Passage shown:
While studying QM, I heard it said that “hermitian operators  generate unitary operators”. Operators, by the way, mean linear operators on a complex Hilbert Space, which we’ll just take to mean complex-valued matrices for now. If we have a unitary operator that is very slightly different from I, we can write it as I + i\lambda U, where U is some operator, and \lambda\in R is so small that \lambda^2 = 0. Unitarity gives us

(I+i\lambda U)^t = (I+i\lambda U)^{-1}

I - i\lambda U^t = I - i\lambda U

U^t = U

So infinitesimal unitary operators differ from the identity by a hermitian operator times some constants. That’s the sense in which hermitian operators generate unitary operators.

In other words, the Lie Group of unitary operators is generated by the Lie Algebra of hermitian operators. That’s a pretty good reason to think of hermitian matrices as interacting additively, and unitary matrices as interacting multiplicatively.

[Point annotation dataset records]
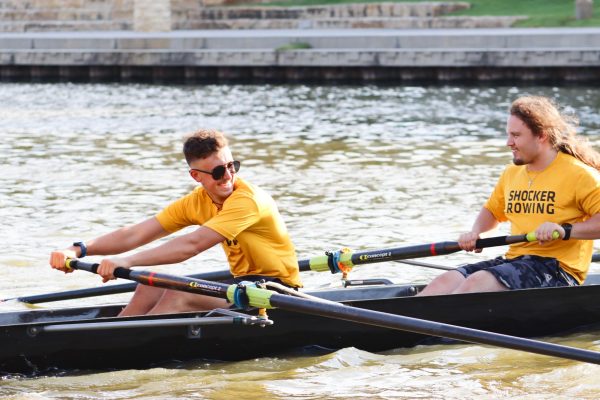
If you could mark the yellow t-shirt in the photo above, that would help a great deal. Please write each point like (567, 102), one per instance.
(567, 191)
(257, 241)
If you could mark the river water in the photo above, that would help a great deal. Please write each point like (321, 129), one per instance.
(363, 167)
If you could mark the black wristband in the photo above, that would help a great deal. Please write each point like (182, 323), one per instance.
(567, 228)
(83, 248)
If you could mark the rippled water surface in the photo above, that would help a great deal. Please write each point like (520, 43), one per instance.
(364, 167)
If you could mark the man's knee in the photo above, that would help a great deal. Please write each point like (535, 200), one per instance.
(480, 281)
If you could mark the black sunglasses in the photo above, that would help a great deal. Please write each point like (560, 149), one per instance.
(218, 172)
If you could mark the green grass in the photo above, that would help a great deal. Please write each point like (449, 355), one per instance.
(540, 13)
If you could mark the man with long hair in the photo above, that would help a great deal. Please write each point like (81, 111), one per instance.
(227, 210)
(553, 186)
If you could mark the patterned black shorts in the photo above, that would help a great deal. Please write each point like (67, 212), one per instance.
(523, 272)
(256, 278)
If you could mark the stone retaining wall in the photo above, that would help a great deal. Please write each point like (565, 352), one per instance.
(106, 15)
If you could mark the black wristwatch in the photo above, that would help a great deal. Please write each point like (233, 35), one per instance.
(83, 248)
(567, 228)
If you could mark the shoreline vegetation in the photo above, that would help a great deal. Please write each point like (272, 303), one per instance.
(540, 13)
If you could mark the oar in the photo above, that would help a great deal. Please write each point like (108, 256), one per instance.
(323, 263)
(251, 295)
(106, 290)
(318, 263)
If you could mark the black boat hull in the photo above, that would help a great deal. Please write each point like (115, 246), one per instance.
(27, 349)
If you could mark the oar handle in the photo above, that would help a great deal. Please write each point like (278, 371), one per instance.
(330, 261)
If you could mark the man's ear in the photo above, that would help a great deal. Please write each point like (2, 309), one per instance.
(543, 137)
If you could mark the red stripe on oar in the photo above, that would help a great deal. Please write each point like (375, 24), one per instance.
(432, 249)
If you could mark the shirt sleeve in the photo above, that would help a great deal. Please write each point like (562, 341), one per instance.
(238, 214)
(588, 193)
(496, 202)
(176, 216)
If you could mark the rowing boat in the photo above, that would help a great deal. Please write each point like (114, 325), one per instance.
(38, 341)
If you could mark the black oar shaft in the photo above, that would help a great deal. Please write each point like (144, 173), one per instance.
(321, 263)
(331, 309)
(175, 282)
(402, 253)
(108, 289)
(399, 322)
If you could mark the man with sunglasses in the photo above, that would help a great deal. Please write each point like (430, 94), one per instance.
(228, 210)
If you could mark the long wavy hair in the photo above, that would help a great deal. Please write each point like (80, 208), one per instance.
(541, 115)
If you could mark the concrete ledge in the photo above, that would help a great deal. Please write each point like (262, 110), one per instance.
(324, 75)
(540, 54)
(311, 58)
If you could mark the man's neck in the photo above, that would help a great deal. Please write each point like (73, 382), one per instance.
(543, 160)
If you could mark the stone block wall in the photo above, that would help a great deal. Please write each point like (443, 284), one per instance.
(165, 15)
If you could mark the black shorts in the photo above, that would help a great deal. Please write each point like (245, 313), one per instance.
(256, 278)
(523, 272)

---

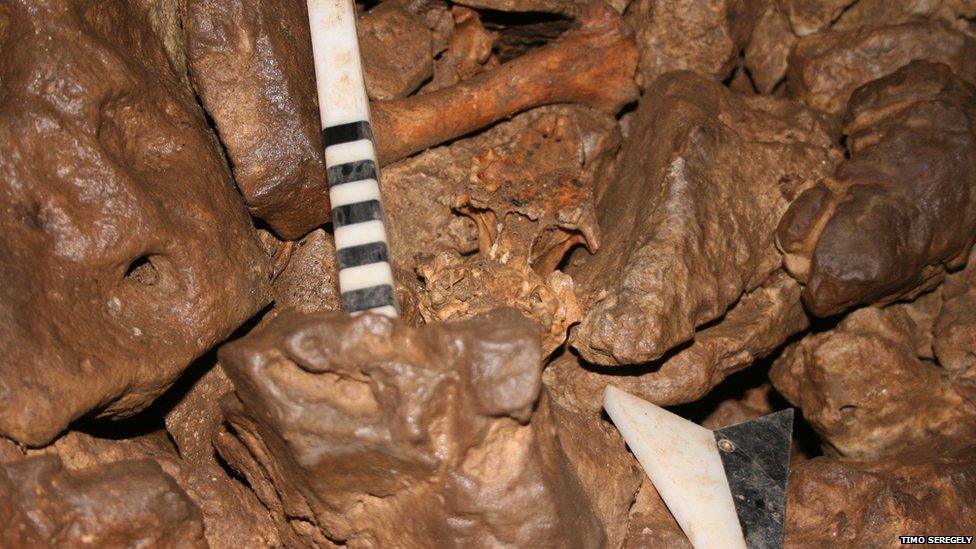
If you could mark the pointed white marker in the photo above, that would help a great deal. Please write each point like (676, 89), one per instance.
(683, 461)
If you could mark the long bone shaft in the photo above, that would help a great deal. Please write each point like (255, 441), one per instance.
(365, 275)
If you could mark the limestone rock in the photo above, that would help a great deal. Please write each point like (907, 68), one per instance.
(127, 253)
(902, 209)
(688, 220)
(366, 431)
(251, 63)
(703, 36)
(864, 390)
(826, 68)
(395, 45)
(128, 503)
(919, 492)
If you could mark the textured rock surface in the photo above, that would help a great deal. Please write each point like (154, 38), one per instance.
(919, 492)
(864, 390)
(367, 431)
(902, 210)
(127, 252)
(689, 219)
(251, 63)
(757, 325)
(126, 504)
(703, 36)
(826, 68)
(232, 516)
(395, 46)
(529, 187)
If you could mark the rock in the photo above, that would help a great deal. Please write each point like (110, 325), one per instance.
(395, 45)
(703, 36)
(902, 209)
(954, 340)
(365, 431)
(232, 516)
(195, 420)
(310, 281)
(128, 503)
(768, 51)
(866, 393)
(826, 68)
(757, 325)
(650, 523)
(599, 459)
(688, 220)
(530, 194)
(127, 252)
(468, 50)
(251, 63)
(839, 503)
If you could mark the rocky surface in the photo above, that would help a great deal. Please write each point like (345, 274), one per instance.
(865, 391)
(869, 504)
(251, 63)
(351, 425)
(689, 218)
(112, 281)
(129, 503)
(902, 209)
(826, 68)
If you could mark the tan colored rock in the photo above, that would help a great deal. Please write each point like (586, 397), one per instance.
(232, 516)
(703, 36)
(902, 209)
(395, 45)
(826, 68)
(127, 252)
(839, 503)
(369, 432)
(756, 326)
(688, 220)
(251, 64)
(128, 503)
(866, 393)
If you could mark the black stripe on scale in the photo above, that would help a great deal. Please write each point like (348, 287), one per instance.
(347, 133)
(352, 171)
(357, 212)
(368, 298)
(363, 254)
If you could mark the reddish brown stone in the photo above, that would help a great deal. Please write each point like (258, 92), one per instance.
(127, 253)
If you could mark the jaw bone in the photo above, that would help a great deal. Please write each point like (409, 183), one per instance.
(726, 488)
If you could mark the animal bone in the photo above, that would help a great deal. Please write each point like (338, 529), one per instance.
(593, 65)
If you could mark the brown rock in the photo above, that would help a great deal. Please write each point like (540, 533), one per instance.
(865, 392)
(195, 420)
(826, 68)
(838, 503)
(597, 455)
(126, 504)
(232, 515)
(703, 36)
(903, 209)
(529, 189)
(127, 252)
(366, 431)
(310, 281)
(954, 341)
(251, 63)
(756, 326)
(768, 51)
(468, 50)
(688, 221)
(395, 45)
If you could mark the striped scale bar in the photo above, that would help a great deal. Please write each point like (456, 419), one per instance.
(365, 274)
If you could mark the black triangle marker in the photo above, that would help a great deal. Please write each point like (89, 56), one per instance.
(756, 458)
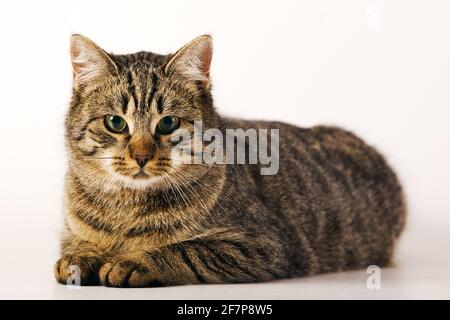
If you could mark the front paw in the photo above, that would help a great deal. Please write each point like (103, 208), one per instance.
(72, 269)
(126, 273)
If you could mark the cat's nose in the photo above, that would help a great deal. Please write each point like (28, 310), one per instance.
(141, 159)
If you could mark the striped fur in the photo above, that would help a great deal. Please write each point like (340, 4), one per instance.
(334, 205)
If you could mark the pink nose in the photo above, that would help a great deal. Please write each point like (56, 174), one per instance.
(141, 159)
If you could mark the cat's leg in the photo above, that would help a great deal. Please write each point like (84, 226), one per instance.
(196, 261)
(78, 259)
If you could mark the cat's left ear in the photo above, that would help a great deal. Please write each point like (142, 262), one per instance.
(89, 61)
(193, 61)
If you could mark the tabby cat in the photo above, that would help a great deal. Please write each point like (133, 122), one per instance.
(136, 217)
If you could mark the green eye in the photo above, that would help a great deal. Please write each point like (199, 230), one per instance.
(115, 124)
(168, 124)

==

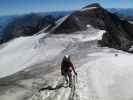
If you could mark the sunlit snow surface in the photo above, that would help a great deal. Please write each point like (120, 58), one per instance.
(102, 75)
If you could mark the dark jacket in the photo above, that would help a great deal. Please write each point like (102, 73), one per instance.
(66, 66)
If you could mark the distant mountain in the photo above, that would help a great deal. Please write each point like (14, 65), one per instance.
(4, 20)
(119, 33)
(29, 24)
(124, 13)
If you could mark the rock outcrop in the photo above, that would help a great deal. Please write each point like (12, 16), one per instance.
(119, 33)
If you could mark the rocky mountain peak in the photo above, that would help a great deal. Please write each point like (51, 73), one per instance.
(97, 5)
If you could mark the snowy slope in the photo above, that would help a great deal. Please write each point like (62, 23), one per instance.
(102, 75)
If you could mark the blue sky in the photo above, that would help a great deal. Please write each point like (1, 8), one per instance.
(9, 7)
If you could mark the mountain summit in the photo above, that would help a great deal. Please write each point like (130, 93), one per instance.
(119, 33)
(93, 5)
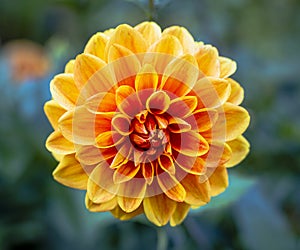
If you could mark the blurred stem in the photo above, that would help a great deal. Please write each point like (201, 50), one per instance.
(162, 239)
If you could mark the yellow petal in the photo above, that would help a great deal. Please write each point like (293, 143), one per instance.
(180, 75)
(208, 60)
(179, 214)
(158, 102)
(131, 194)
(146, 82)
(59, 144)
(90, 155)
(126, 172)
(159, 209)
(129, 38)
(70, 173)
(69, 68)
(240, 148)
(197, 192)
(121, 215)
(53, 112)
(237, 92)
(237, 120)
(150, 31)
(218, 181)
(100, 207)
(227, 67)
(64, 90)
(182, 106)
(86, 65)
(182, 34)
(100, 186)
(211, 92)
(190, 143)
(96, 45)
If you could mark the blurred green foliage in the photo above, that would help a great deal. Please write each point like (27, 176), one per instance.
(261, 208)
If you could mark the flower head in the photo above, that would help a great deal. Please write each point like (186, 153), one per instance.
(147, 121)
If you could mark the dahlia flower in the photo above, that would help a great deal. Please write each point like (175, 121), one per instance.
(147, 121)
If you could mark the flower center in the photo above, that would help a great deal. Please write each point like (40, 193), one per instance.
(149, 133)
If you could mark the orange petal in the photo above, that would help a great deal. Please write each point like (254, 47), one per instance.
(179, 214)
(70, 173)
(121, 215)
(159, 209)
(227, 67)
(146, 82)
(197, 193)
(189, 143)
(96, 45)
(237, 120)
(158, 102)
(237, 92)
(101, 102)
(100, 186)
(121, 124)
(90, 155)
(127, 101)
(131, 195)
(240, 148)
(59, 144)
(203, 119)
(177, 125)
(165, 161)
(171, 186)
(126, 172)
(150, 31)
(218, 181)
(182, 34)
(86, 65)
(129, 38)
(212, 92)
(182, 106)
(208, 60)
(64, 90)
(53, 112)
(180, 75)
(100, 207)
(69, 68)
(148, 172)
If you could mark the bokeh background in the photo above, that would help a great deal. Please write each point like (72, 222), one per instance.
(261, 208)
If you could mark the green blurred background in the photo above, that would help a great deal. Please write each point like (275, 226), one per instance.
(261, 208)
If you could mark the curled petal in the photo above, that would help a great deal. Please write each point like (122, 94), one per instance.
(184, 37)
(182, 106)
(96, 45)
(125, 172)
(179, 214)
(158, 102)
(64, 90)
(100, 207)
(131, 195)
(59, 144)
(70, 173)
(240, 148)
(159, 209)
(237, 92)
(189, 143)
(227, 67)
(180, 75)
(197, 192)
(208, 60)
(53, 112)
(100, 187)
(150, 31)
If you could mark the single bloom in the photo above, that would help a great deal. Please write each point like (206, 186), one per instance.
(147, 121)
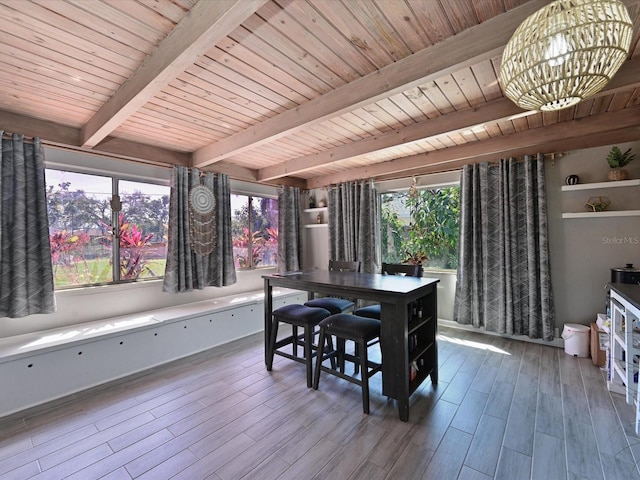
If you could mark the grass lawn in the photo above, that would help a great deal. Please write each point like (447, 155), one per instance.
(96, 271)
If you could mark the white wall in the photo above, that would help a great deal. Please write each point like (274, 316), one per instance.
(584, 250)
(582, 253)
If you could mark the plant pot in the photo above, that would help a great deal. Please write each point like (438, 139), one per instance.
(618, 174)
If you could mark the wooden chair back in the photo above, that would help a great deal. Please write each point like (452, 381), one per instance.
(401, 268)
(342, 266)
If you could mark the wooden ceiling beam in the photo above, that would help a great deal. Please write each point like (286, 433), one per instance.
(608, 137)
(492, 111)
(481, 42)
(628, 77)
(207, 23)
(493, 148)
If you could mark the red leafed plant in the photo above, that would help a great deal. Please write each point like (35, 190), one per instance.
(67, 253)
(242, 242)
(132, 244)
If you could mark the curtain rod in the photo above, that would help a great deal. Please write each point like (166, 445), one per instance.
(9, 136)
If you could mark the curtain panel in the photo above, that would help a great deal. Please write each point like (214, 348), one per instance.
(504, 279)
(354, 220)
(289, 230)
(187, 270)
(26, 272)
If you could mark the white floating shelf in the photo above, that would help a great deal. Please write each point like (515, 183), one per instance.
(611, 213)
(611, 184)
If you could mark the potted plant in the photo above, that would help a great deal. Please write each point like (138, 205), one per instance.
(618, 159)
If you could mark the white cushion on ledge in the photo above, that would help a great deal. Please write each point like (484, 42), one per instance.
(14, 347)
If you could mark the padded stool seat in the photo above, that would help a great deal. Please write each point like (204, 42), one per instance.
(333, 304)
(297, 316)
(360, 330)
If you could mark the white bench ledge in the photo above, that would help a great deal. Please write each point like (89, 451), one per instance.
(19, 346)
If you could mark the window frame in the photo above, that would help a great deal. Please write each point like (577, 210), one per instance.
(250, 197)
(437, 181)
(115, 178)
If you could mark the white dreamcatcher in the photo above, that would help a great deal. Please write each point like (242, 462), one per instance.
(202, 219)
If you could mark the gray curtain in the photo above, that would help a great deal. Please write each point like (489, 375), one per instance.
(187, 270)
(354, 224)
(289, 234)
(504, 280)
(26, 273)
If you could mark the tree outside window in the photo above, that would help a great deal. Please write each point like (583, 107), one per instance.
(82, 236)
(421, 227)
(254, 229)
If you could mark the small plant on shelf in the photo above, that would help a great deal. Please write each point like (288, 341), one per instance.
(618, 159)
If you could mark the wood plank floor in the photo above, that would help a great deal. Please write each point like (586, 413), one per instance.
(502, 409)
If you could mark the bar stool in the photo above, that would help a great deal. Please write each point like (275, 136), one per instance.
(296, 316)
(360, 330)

Tasks to complete:
[1] Answer these questions from the passage on hermitian and unitary operators:
(a) What does the writer say operators will be taken to mean for now?
(b) How small is \lambda assumed to be?
(c) According to the final paragraph, how should hermitian matrices be thought of as interacting?
[2] Summarize the passage on hermitian and unitary operators in two sentences.
Answer from the text alone, without relying on the entries.

Results in order:
[1]
(a) Complex-valued matrices.
(b) So small that \lambda^2 = 0.
(c) Additively.

[2] A unitary operator very slightly different from the identity can be written as I + i\lambda U with a tiny real \lambda, and unitarity then gives U^t = U, so such operators differ from the identity by a hermitian operator times some constants. This is the sense in which hermitian operators generate unitary operators, or in other words the Lie algebra of hermitian operators generates the Lie group of unitary operators, which gives reason to think of hermitian matrices as interacting additively and unitary matrices multiplicatively.